* _Exercise_:
Write the next part of the passage on classifying titles as crime or no crime with the phi-2 model, starting after its final line.

When executing the function, the model achieved an accuracy of approximately 46%. However, upon analyzing the predictions, it becomes clear that the majority of the samples were classified as “No Crime” (class 0). This behavior will be corrected and improved through fine-tuning.
predictions, acc = evaluate_dataset(data["test"])
unique(predictions, return_counts=True) # (array([0, 1]), array([634, 79]))
print(acc) # {'accuracy': 0.4586255259467041}
The original version of the model, without any fine-tuning, was also used to evaluate its baseline performance. Below is the code used to load the tokenizer and the model in this base configuration.
from transformers import AutoModelForCausalLM, AutoTokenizer
tokenizer = AutoTokenizer.from_pretrained("microsoft/phi-2")
if tokenizer.pad_token is None:
tokenizer.pad_token = tokenizer.eos_token
model = AutoModelForCausalLM.from_pretrained(
"microsoft/phi-2",
dtype=torch.float16,
device_map="auto"
)
Below is the function created to classify each title. Since this is the causal form of the model, it was necessary to adjust the prompt so that the model could properly understand the task to be performed.
import torch
def classify_title(title):
prompt = (
"Classify the following title as 'Crime' or 'No Crime'.\n\n"
f"Title: {title}\n"
"Answer: "
)
input_ids = tokenizer(
prompt,
return_tensors="pt"
).to(model.device)
with torch.no_grad():
outputs = model.generate(
**input_ids,
max_new_tokens=10,
do_sample=False,
num_beams=5,
no_repeat_ngram_size=2,
early_stopping=True,
pad_token_id=tokenizer.eos_token_id,
eos_token_id=tokenizer.eos_token_id
)
text = tokenizer.decode(
outputs[0],
skip_special_tokens=True
)
if "Answer:" in text:
return text.split("Answer:")[-1].strip()

(Items stored in a collection)
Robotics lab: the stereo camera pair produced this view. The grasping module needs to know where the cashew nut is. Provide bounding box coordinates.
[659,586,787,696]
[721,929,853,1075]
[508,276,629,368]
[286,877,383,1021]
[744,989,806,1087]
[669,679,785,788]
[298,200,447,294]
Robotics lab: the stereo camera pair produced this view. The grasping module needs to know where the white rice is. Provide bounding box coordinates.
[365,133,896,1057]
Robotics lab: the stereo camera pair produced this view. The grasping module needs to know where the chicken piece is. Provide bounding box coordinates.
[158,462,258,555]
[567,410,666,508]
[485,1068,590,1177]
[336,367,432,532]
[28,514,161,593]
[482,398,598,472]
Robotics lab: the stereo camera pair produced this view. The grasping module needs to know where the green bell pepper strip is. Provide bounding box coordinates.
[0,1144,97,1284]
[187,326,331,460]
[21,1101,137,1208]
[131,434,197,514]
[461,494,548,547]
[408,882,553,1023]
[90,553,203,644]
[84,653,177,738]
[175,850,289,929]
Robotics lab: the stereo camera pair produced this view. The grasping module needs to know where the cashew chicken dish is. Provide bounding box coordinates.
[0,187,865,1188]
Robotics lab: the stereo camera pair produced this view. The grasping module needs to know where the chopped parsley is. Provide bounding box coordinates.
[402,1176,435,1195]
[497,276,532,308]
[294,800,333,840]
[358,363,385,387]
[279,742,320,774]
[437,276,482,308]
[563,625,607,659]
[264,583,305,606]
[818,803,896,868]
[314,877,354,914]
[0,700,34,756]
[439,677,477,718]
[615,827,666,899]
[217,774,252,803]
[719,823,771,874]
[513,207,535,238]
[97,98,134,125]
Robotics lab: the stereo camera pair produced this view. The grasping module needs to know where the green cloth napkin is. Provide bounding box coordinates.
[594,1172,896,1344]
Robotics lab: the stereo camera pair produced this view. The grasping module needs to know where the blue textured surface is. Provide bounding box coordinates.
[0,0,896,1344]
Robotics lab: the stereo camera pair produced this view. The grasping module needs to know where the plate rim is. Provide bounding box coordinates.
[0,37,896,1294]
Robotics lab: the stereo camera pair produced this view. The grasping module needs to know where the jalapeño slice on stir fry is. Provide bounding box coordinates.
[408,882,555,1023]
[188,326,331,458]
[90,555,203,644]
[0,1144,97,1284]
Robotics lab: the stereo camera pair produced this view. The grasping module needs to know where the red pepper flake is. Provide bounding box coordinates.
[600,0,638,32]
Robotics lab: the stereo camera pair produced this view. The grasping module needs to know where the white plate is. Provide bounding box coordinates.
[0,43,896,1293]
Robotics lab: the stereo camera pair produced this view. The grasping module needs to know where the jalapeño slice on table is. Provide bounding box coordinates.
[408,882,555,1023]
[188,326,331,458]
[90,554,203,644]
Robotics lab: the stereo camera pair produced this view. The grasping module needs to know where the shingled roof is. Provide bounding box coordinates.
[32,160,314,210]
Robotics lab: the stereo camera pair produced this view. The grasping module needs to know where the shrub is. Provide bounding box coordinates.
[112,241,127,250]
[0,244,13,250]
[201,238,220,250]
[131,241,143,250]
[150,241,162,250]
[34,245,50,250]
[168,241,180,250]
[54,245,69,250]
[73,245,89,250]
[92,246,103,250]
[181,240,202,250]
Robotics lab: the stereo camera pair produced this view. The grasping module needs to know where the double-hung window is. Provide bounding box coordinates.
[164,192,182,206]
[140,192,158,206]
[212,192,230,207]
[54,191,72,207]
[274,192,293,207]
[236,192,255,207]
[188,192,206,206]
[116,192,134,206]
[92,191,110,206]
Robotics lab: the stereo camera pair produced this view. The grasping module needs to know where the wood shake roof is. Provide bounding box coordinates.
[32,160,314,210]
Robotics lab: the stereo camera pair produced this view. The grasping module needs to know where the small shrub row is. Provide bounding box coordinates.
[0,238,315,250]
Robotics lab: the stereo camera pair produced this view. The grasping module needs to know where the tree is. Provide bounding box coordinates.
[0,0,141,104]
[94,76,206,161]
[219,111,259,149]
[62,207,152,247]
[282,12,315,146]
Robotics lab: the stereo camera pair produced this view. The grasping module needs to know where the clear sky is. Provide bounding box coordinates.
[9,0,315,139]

* _Response to the exercise_:
return text.strip()
Note that, unlike the previous approach, the output here is not a probability distribution over the classes but rather a sequence of tokens generated by the model, which is then decoded using tokenizer.decode(). Several parameters were added to enhance the model’s performance, such as num_beams, no_repeat_ngram_size, and early_stopping. You can find a more detailed explanation by clicking here.
The code below stores the textual response generated by the model along with the corresponding label for each title in the test dataset.
responses, predictions = [], []
for i, title in enumerate(data["test"]["title"]):
resp = classify_title(title)
if "no crime" in resp.lower():
pred = 0
else:
if "crime" in resp.lower():
pred = 1
else:
pred = 0
responses.append(resp)
predictions.append(pred)
When analyzing the model’s responses using unique(responses), it becomes clear that the model produced several hallucinated outputs. See below.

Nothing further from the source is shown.